= QUOTED TEXT =
▼▼▼
As filed with the Securities and Exchange Commission on August 19, 2016.

Registration No. 333-        

 

 

 

UNITED STATES

SECURITIES AND EXCHANGE COMMISSION

Washington, D.C. 20549

 

 

FORM S-8

REGISTRATION STATEMENT

UNDER

THE SECURITIES ACT OF 1933

 

 

Cavium, Inc.

(Exact name of registrant as specified in its charter)

 

 

 

Delaware   77-0558625
(State or other jurisdiction of
incorporation or organization)
  (I.R.S. Employer
Identification No.)

2315 N. First Street, San Jose, California 95131

(Address of Principal Executive Offices, including zip code)

QLogic 2005 Performance Incentive Plan, as amended and restated July 10, 2014

(Full title of the plan)

Vincent P. Pangrazio

Senior Vice President, General Counsel and Secretary

Cavium, Inc.

2315 N. First Street

San Jose, California 95131

(408) 943-7100

(Name, address, including zip code, and telephone number, including area code, of agent for service)

 

Arthur Chadwick

Vice President of Finance & Administration and

Chief Financial Officer,

Cavium, Inc.

2315 N. First Street

San Jose, California 95131

(408) 943-7100

 

Kenton J. King, Esq.
▲▲▲
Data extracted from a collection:
▼▼▼
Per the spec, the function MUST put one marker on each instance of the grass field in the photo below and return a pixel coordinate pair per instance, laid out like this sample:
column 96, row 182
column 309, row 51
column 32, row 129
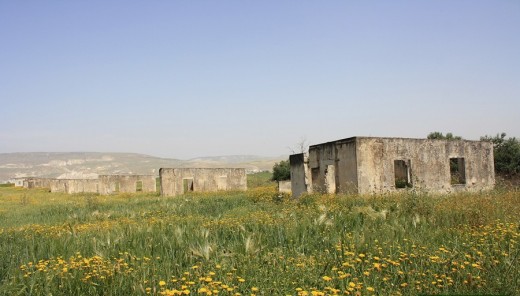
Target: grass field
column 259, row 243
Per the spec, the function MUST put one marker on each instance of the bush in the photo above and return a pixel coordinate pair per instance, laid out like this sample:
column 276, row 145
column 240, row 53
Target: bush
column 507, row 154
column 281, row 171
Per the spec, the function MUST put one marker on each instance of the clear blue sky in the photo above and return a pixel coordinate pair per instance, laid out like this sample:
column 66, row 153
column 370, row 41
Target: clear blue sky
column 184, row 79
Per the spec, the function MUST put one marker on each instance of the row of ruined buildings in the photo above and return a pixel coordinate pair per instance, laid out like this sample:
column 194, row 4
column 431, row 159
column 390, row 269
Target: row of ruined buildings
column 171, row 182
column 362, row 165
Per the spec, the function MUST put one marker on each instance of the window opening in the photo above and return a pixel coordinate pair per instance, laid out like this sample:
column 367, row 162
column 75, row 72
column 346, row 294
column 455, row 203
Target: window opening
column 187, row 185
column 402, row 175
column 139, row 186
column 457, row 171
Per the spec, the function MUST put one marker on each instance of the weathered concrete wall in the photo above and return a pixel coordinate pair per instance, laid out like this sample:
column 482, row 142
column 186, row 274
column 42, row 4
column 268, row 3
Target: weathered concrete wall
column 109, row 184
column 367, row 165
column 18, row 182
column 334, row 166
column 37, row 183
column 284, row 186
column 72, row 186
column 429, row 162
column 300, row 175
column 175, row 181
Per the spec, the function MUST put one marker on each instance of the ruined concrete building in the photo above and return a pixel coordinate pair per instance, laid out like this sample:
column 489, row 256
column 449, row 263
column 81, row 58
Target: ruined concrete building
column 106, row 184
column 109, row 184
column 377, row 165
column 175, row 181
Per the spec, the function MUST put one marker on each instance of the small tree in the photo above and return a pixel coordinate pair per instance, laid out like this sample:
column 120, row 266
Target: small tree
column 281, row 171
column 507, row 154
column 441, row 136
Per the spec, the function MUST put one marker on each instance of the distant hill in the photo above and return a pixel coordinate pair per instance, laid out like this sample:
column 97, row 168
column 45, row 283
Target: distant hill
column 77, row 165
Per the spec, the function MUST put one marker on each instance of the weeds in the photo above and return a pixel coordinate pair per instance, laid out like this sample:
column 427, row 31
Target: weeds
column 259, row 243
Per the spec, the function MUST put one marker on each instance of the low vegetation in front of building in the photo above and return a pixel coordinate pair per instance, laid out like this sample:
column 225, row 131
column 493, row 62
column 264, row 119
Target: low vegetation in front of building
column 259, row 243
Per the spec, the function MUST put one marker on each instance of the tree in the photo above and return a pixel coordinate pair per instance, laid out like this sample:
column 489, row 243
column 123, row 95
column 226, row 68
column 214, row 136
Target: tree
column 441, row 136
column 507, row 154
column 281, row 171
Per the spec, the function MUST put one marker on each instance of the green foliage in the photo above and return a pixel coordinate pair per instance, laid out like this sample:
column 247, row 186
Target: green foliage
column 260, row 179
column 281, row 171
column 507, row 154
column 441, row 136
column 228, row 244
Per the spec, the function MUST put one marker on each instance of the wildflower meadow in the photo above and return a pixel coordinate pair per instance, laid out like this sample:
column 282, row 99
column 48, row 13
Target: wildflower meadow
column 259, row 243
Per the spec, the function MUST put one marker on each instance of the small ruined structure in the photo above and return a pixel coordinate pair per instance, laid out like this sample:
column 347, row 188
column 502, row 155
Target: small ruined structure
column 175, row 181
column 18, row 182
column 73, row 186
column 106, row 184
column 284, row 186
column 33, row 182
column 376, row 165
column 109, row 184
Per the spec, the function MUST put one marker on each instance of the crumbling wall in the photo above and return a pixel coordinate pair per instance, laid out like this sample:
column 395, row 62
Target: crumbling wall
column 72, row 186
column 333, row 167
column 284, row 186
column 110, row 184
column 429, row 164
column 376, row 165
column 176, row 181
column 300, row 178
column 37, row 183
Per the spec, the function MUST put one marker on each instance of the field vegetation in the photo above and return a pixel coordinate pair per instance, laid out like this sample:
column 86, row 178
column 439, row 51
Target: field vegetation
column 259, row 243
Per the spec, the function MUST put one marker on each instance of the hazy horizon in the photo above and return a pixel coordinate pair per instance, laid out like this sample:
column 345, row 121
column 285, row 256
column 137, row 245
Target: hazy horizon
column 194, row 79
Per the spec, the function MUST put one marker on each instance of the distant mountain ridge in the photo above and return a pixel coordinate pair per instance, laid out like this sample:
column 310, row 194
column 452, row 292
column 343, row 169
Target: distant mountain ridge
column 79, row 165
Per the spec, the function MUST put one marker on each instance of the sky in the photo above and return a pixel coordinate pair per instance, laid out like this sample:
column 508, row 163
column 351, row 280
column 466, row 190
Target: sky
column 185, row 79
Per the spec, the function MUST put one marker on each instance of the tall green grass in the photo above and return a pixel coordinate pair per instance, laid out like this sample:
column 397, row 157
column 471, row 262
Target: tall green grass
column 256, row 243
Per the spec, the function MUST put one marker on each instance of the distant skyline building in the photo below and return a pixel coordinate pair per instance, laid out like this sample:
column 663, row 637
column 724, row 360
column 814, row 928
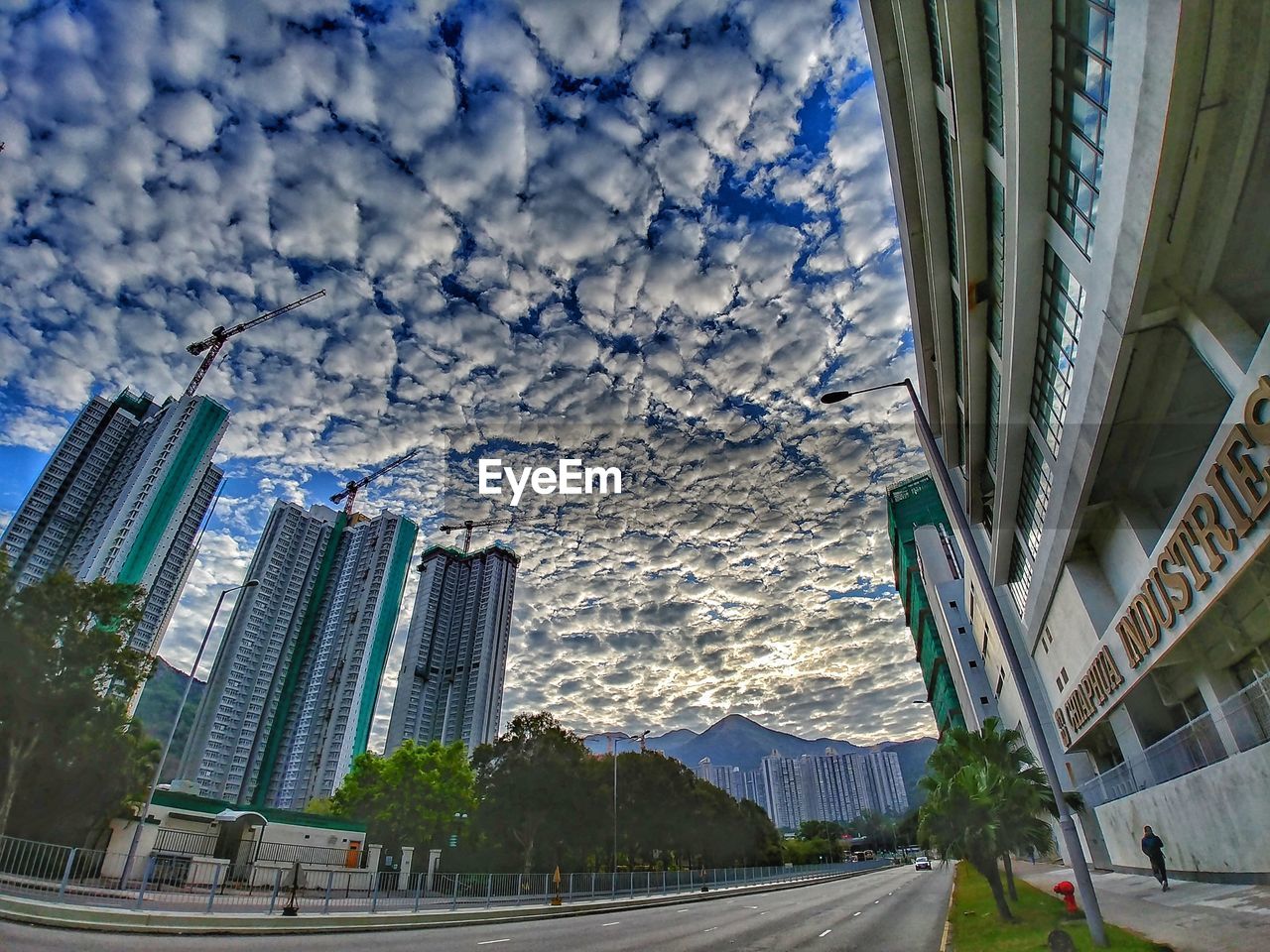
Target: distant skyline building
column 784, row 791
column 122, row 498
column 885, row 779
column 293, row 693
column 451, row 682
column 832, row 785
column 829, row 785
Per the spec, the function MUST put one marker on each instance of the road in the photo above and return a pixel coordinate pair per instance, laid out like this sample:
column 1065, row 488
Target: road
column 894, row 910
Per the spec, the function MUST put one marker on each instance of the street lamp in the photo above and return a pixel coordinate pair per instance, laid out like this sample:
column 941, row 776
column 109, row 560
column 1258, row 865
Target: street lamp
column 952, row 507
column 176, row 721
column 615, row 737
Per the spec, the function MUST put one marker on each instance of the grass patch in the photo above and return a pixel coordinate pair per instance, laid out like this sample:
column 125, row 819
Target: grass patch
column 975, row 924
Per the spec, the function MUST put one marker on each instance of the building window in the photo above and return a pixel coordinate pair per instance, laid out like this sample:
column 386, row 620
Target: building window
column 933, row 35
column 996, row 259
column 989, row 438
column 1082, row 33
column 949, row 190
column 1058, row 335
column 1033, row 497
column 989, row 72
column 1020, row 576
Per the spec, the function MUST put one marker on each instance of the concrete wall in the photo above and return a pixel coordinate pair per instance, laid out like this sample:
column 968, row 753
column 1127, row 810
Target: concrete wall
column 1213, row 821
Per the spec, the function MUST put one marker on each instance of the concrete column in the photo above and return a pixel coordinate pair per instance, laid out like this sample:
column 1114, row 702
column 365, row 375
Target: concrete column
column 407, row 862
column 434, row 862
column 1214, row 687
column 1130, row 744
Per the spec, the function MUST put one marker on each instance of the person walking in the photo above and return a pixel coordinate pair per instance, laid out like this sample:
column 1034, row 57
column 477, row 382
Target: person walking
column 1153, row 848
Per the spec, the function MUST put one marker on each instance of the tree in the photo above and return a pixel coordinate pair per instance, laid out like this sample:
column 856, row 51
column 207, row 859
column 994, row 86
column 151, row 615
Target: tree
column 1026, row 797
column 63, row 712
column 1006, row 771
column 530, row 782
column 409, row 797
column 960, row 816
▲▲▲
= TASK SET =
**1)** List every person named in the Form S-8 cover page.
**2)** According to the Form S-8 cover page, what is the full title of the plan?
**3)** Echo the Form S-8 cover page word for word, from "(Exact name of" down to "Identification No.)".

= ANSWERS TO THE EXERCISE =
**1)**
Vincent P. Pangrazio
Arthur Chadwick
Kenton J. King, Esq.

**2)** QLogic 2005 Performance Incentive Plan, as amended and restated July 10, 2014

**3)**
(Exact name of registrant as specified in its charter)

 

 

 

Delaware   77-0558625
(State or other jurisdiction of
incorporation or organization)
  (I.R.S. Employer
Identification No.)